Problem to work on: Reproduce the passage of the far-field speech recognition text below between "[0060] Specifically speaking, in" and "for different objects.", inclusive.

Document extract:
***

FIG. 2 is a block diagram illustrating a system for enhancing
far-field speech recognition rate in accordance with a preferred
embodiment of the present disclosure. The system includes a
positioning module 10, a sound source locating and sound source
class identifying module 20, a sound pickup module 30 and a
sound-pickup beam tracking module 40.
[0059] The positioning module 10 is configured for scanning a space
directly at a front side of a smart television in real-time to
obtain position information, movement information and feature
information of an object directly at the front side of the smart
television.
[0060] Specifically speaking, in the present embodiment, the
position information, the movement information and the feature
information of all the objects directly at the front side of the
smart television are obtained by scanning all the objects directly
at the front side of the smart television in real-time by means of
a radar positioning function and employing a fact that different
features are possessed for different objects.

***

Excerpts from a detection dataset
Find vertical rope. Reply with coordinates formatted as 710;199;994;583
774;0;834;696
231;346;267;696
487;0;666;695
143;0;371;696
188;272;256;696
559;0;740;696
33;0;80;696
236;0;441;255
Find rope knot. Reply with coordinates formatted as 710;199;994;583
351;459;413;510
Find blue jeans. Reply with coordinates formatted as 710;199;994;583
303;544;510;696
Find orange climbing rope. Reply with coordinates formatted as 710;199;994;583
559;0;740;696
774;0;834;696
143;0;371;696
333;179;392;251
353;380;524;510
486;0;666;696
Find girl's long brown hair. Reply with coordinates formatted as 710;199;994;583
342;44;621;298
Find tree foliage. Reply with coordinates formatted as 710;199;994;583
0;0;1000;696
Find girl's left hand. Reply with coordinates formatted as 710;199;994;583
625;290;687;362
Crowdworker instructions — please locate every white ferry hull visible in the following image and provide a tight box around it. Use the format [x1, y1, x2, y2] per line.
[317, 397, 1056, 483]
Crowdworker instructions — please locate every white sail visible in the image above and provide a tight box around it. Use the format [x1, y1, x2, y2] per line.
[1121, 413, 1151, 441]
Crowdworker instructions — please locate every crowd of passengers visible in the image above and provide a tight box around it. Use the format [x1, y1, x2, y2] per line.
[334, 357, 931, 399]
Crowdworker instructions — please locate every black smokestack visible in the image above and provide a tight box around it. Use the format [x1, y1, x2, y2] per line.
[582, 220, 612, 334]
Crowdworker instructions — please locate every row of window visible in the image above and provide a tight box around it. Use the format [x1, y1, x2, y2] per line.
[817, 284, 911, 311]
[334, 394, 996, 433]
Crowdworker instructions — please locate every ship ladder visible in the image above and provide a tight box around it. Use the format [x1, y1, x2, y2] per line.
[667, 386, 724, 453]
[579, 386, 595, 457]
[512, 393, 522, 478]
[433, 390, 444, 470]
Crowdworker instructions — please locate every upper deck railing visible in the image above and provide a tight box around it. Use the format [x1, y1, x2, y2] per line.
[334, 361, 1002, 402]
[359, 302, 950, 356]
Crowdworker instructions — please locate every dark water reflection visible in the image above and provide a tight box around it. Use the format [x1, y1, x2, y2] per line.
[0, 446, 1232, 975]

***

Final answer:
[0060] Specifically speaking, in the present embodiment, the
position information, the movement information and the feature
information of all the objects directly at the front side of the
smart television are obtained by scanning all the objects directly
at the front side of the smart television in real-time by means of
a radar positioning function and employing a fact that different
features are possessed for different objects.